Supplied entries
###

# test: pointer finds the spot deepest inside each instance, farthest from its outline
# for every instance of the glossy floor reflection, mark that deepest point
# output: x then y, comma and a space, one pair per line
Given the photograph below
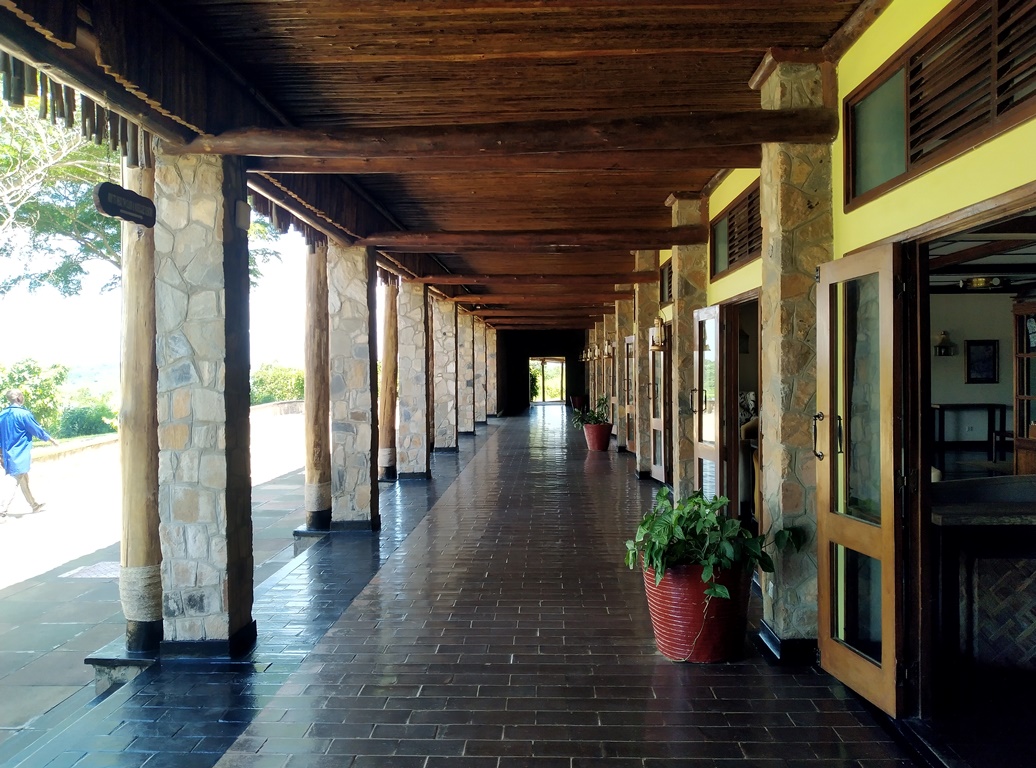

###

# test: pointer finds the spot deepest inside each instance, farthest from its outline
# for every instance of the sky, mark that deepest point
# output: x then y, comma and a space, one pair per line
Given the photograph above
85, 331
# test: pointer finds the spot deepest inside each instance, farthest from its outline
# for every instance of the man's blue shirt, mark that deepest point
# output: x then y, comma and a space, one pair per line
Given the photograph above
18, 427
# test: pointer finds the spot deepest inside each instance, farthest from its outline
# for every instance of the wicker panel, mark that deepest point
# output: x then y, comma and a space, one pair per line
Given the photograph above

###

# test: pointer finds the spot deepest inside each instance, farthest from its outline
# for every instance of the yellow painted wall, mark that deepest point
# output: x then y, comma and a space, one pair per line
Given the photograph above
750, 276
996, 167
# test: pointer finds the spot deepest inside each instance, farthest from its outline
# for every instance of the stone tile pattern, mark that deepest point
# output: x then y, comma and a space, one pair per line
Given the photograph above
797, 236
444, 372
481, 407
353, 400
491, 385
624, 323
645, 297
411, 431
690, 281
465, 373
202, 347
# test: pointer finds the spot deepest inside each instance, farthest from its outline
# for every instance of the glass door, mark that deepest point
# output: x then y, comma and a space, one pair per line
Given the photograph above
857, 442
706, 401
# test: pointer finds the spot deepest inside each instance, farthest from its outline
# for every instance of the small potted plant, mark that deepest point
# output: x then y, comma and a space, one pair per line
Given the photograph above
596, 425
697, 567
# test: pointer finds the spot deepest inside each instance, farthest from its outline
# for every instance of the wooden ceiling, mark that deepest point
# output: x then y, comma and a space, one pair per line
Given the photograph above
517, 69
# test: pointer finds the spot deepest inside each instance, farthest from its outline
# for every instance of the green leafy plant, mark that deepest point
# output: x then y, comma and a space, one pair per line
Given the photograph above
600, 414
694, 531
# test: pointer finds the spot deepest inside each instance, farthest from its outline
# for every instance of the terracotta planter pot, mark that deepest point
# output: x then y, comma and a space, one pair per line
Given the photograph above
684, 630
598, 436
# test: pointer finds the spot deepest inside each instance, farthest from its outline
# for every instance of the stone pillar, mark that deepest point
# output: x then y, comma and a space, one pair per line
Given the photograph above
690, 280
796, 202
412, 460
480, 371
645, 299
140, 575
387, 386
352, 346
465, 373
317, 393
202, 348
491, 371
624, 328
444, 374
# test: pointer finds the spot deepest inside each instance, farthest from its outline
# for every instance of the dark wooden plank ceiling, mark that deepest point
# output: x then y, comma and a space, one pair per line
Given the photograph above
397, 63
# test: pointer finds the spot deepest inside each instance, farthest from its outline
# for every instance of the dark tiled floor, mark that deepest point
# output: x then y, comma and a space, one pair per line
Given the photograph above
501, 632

###

What the exercise asks
Identify every line in the data above that contains the string "ceiling" and copy each one. Treat uppercase and lowercase letters as different.

Result
# for every instance of the wooden ceiling, mark that deepest point
# for every instance of the dark wooden plank ceiling, mark that deepest point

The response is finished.